╔══

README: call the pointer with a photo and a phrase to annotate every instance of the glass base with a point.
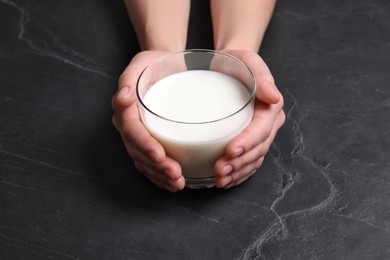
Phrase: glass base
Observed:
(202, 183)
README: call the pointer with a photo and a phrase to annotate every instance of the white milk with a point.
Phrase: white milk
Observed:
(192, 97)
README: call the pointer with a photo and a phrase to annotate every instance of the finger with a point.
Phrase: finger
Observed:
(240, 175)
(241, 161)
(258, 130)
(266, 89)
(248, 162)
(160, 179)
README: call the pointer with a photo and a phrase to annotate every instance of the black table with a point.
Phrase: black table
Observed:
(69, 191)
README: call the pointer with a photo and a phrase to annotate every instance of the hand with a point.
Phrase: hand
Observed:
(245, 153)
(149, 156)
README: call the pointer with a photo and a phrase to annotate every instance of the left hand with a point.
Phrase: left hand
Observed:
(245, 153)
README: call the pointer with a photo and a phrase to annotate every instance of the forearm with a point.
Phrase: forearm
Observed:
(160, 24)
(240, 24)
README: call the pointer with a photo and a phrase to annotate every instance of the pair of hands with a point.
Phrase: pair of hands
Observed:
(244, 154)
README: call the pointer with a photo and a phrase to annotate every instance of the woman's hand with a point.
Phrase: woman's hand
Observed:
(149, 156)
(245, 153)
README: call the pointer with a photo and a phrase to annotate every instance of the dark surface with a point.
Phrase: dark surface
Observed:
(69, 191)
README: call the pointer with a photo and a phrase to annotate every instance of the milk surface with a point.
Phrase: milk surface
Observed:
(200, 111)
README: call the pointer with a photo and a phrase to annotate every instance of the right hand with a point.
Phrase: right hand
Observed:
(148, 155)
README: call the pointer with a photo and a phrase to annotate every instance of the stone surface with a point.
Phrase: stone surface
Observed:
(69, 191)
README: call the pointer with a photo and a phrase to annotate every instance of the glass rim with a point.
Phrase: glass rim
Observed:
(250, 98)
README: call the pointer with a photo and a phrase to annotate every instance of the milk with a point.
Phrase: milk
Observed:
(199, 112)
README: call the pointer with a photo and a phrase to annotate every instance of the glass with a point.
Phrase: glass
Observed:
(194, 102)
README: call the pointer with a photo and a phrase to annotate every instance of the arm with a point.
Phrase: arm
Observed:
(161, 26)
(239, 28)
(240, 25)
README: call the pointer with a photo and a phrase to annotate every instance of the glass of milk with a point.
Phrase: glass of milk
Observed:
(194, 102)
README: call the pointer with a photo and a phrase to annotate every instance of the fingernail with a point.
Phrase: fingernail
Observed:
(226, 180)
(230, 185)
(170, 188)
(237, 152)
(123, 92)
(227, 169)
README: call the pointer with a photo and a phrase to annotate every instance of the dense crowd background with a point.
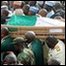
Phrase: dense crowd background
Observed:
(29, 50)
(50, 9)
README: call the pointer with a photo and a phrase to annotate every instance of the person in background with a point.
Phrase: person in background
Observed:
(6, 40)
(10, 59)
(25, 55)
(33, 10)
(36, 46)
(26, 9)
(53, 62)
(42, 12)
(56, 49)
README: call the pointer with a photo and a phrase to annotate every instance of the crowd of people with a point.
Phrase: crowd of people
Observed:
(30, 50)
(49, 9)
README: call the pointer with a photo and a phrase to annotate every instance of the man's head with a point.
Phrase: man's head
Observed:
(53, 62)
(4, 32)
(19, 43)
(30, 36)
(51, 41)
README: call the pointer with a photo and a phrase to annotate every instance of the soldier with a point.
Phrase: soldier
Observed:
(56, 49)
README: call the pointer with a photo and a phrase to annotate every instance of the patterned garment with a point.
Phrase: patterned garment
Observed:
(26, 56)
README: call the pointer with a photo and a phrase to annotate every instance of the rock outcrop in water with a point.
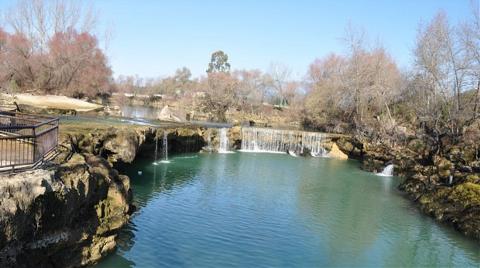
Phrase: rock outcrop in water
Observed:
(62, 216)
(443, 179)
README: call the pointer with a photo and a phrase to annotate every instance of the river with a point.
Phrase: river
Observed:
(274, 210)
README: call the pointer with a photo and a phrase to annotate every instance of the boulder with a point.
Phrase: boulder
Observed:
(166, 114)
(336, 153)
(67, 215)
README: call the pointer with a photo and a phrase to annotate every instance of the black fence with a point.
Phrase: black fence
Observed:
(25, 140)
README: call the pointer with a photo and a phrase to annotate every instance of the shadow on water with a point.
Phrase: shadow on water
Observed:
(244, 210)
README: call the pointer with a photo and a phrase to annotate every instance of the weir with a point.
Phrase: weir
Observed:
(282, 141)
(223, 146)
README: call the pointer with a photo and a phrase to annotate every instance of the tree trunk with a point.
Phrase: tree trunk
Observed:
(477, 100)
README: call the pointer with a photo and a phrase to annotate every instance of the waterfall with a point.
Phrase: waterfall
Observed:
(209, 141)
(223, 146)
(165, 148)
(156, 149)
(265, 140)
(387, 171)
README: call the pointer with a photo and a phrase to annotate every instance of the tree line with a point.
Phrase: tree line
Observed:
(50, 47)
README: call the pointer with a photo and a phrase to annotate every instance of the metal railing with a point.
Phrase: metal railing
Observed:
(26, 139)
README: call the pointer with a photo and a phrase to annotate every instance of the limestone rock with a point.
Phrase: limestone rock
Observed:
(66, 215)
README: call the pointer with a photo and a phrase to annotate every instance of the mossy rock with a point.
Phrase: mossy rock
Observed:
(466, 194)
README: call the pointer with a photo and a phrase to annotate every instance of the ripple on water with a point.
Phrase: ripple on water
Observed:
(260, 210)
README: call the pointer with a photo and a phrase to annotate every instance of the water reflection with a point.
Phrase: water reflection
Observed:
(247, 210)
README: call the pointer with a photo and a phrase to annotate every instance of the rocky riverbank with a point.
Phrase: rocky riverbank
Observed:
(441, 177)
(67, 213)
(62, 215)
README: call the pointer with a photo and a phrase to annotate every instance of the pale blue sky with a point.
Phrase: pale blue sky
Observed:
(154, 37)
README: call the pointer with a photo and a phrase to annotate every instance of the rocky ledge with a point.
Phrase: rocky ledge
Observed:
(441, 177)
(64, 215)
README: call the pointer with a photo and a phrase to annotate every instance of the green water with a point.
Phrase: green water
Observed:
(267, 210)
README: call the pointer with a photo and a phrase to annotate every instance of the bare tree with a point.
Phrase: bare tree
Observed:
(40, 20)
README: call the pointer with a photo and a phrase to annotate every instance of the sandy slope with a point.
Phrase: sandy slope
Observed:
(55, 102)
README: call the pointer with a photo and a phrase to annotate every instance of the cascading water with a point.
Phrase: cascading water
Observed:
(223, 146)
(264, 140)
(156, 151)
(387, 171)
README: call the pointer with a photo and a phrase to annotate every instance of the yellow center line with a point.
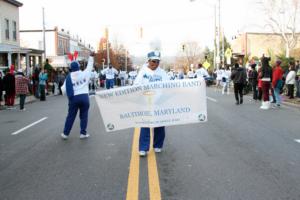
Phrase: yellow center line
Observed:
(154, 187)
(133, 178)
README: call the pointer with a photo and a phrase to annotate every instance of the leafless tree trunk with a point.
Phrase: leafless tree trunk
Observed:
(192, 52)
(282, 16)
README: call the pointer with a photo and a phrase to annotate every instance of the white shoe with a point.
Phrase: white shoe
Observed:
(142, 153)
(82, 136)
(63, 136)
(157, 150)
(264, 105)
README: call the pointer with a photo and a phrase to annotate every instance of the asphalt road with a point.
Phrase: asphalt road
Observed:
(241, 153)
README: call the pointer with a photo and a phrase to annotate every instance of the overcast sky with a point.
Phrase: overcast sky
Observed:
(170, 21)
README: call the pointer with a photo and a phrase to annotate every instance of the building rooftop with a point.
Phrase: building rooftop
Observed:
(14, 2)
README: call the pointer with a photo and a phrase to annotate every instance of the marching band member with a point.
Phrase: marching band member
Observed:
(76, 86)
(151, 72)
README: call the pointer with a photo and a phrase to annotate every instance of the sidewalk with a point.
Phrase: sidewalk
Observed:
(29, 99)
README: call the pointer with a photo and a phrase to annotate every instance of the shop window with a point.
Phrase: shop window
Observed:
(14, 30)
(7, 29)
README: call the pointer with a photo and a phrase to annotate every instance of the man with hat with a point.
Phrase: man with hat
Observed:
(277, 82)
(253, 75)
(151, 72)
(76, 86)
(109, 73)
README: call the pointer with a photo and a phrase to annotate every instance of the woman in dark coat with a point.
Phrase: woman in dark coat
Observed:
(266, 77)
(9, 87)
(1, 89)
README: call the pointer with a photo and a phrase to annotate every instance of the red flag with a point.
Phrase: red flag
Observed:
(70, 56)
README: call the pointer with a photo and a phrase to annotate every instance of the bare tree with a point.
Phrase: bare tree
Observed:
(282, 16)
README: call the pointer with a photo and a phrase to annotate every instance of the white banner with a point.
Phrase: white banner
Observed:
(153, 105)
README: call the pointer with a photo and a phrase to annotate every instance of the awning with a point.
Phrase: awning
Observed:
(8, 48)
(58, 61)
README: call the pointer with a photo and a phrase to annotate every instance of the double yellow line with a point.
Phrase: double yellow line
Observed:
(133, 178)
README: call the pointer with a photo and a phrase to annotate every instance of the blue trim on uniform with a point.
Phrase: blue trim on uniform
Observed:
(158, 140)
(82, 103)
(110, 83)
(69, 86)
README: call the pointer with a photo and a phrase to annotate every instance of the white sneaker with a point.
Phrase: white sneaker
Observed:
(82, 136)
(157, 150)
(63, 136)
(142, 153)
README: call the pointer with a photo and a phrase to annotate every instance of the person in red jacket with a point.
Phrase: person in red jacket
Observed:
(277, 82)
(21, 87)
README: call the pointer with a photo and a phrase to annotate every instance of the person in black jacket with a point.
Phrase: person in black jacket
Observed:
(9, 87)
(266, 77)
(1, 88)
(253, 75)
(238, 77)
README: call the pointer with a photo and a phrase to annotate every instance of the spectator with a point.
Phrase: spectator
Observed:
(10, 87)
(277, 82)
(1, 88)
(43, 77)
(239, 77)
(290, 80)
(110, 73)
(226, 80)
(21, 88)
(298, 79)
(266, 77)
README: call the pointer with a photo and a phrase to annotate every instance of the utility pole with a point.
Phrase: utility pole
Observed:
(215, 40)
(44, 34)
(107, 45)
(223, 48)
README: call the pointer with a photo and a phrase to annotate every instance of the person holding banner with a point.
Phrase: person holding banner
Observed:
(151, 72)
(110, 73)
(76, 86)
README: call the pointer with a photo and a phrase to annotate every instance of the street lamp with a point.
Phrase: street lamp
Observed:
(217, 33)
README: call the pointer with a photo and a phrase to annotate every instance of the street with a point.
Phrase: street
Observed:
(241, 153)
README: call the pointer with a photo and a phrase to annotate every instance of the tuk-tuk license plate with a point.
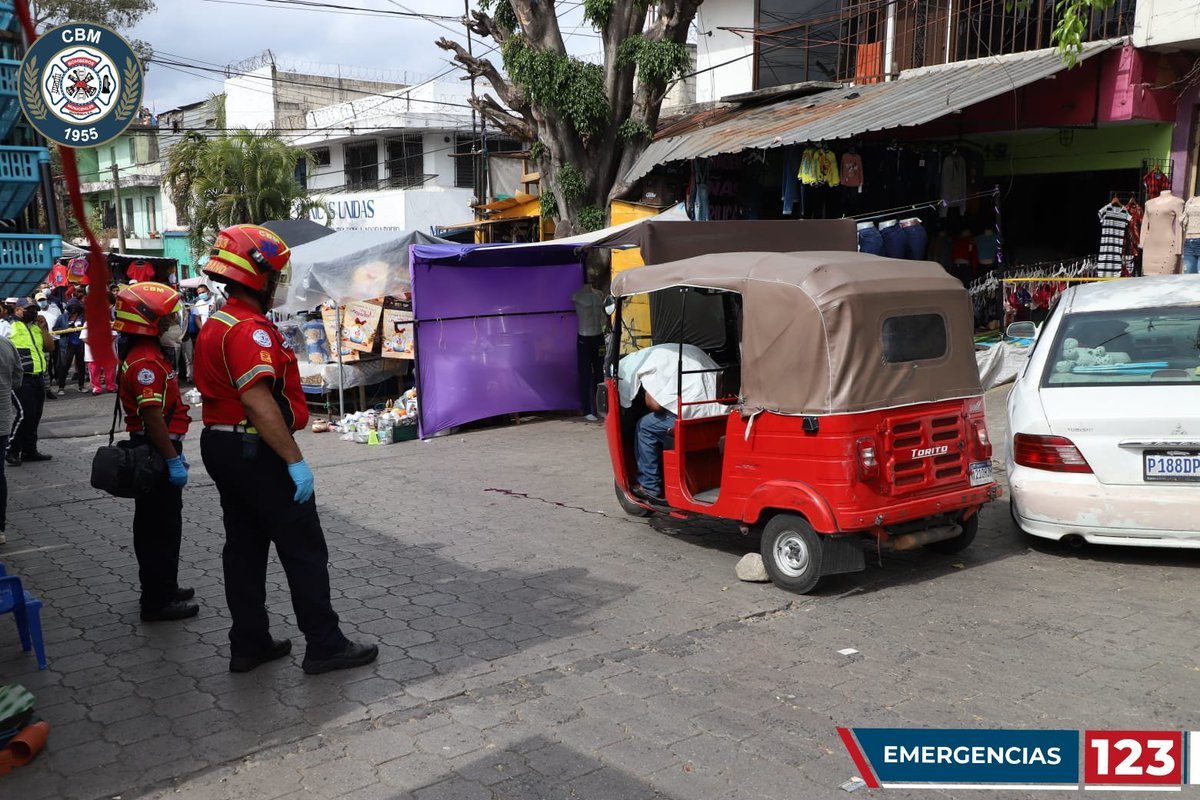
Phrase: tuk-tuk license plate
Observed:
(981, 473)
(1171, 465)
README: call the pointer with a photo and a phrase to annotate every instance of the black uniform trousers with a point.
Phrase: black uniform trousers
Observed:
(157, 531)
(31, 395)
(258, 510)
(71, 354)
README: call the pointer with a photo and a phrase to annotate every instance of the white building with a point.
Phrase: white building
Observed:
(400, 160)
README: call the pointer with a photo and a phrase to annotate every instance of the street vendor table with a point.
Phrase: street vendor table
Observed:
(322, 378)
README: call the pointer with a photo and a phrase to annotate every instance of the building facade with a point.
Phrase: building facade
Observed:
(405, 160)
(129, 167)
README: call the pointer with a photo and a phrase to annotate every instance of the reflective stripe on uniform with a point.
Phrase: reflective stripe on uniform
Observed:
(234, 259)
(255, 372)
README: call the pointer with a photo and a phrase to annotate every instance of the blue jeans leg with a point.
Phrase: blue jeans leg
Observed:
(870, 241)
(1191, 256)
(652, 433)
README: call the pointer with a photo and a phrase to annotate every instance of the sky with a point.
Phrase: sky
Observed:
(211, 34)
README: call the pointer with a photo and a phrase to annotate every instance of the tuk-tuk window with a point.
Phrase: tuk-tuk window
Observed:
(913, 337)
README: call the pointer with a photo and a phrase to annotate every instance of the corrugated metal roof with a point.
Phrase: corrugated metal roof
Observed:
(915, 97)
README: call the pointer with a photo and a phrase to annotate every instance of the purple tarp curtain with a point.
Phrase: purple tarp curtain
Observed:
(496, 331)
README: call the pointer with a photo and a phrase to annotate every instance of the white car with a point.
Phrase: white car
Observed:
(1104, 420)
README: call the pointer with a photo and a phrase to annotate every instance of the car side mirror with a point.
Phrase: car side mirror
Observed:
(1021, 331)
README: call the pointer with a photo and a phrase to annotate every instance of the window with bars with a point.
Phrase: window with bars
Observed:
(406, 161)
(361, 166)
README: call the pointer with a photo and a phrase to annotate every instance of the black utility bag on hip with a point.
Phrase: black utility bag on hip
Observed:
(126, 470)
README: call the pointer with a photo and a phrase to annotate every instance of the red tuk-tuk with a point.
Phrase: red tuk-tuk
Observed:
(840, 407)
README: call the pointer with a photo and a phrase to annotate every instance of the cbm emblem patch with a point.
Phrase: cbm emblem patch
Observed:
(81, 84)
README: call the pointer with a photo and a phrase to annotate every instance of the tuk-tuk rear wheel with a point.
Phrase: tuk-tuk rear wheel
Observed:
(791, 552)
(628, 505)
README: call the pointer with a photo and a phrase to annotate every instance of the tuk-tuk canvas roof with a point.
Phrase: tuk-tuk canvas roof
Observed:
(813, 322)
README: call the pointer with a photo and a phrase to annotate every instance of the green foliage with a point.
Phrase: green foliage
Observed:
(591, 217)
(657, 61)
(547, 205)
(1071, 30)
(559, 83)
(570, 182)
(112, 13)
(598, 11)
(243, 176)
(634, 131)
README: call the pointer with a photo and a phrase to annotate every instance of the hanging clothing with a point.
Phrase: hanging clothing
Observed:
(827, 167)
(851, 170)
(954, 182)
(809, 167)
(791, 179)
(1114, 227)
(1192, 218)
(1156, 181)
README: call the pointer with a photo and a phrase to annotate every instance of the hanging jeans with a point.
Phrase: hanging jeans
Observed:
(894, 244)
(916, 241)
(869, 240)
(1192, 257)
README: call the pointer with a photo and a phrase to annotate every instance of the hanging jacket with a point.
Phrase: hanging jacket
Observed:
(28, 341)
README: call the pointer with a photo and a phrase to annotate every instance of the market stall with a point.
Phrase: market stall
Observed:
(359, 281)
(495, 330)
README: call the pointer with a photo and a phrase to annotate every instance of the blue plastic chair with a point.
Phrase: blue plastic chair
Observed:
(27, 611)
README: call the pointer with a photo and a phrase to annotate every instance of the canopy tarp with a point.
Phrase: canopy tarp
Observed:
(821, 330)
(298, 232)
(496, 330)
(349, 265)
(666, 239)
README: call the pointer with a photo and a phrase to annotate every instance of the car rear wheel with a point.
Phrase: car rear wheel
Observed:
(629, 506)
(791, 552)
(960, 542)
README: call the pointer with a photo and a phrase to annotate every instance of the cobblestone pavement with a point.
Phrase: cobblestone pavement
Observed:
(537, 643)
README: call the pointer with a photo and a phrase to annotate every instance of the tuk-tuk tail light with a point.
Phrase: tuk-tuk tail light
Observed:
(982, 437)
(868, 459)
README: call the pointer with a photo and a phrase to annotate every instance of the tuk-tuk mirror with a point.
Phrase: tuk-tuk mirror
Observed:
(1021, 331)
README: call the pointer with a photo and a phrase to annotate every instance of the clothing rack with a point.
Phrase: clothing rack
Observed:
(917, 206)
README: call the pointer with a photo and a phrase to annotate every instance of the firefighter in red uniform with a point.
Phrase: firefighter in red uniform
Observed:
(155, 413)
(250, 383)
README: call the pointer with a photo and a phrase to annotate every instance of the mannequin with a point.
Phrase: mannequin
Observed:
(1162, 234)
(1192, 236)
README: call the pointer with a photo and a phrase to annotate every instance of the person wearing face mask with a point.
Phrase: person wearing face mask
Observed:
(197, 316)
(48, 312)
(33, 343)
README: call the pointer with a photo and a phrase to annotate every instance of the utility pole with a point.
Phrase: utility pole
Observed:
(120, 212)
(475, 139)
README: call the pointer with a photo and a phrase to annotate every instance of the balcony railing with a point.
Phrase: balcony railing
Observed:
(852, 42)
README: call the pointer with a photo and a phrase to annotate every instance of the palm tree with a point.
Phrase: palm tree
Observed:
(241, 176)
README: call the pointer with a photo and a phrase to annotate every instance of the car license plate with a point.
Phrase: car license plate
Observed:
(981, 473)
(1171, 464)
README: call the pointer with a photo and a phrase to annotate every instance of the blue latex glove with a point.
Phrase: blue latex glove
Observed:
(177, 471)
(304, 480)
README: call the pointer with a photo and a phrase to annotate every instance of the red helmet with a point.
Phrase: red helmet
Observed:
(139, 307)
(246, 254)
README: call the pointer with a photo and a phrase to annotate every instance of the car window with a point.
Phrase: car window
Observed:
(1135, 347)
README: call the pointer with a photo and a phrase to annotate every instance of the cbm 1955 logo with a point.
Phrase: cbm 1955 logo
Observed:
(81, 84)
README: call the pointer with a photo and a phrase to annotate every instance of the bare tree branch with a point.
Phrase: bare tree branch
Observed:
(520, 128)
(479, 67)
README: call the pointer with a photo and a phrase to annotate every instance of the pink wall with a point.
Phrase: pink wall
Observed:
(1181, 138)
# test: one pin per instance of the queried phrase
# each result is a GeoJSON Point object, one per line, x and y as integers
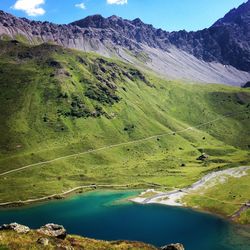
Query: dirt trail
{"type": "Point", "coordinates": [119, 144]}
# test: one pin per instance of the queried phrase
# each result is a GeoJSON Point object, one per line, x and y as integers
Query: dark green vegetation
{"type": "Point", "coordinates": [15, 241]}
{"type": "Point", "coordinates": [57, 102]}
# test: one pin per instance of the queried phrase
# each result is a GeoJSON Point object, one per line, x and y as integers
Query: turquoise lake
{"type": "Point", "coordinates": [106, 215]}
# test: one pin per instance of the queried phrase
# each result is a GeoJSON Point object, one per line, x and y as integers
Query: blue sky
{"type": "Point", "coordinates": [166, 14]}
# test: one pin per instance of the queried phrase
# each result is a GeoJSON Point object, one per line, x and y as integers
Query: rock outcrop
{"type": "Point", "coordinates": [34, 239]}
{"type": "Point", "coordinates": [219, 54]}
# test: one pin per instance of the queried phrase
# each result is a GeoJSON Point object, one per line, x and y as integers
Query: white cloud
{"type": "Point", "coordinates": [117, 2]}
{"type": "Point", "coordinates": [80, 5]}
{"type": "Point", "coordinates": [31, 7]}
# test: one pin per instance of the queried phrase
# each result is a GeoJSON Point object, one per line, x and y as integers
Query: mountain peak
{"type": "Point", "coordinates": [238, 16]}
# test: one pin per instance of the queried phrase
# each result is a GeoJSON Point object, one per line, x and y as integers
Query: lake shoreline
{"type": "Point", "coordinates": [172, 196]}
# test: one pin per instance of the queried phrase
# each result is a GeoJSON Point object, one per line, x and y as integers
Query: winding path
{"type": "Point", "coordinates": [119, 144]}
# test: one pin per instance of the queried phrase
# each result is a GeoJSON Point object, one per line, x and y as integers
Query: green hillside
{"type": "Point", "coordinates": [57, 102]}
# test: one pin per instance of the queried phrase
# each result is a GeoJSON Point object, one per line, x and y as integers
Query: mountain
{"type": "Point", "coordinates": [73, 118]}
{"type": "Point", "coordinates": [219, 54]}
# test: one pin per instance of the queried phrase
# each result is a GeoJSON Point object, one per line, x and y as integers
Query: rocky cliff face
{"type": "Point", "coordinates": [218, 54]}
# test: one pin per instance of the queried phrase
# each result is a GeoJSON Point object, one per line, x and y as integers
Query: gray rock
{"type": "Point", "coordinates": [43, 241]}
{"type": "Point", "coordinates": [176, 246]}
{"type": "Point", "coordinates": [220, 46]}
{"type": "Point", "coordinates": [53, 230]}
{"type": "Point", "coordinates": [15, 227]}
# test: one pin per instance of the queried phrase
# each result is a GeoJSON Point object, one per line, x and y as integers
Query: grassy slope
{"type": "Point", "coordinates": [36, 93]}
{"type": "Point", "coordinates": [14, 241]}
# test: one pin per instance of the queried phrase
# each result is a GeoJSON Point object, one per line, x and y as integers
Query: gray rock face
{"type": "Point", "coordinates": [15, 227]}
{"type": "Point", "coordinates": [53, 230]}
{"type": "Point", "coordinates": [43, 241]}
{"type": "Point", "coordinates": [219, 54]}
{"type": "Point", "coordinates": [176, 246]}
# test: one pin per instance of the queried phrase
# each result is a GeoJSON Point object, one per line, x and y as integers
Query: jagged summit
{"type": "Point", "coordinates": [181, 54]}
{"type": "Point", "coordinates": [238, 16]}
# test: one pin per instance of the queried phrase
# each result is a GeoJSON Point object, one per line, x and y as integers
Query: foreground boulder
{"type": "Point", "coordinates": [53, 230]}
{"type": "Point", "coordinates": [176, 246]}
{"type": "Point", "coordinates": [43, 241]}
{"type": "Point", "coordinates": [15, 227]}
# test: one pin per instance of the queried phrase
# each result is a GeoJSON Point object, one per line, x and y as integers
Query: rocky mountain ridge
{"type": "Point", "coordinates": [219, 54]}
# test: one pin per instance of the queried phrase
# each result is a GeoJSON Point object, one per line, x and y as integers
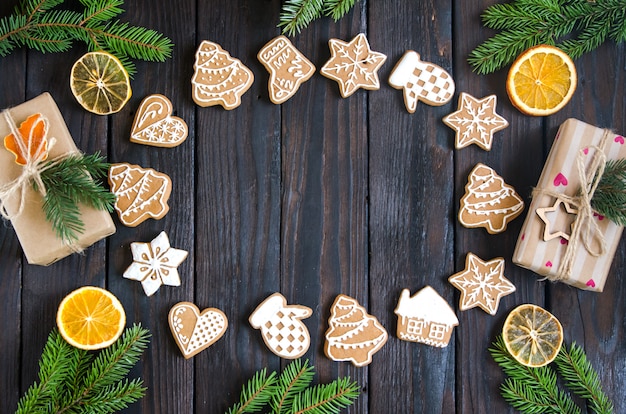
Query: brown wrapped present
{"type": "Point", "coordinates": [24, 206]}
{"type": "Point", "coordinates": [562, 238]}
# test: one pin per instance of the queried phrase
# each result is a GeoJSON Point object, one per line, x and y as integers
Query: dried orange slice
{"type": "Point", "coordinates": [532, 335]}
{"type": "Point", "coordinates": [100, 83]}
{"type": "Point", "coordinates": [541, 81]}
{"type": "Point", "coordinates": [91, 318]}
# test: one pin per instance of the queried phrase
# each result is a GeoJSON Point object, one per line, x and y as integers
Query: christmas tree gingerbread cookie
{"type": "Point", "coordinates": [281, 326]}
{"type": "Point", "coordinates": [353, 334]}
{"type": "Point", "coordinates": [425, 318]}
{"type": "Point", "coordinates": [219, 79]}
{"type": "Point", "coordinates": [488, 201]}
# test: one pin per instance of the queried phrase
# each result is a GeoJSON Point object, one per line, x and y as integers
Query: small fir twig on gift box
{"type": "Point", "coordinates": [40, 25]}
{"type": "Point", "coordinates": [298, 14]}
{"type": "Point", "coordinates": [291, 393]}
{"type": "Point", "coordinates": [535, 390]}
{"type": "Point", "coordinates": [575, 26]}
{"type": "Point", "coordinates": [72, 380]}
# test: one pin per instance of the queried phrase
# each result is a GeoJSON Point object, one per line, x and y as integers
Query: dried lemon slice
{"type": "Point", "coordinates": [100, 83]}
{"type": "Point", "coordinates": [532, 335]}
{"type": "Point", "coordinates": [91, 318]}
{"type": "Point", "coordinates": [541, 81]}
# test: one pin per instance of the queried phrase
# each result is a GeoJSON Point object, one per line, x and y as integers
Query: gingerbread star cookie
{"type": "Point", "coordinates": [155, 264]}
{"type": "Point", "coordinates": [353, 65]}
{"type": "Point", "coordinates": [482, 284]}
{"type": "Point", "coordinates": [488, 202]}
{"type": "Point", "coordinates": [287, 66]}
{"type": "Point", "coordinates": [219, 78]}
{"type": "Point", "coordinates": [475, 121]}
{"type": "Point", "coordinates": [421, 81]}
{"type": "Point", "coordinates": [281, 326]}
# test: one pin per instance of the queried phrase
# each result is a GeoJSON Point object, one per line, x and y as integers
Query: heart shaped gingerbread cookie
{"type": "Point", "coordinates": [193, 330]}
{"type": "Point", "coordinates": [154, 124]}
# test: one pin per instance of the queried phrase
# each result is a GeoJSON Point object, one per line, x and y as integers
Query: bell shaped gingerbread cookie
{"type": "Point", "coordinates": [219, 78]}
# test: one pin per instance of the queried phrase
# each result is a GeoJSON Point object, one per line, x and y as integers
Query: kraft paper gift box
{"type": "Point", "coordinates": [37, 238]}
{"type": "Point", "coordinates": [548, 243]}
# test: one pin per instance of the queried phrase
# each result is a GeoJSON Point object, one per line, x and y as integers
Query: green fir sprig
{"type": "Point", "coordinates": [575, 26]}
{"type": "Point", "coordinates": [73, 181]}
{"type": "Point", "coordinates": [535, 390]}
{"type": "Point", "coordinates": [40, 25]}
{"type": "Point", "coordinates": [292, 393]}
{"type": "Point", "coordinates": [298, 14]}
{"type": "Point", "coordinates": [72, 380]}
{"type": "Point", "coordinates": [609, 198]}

╚══

[TRY IT]: Your job is to copy out every line from the records above that has the word "crowd".

[ANSWER BOX]:
README: call the pointer with a photo and a phrase to annotate every instance of the dense crowd background with a point.
Phrase: dense crowd background
README: call the pointer with a photo and a phrase to annotate every instance of the crowd of people with a point.
Phrase: crowd of people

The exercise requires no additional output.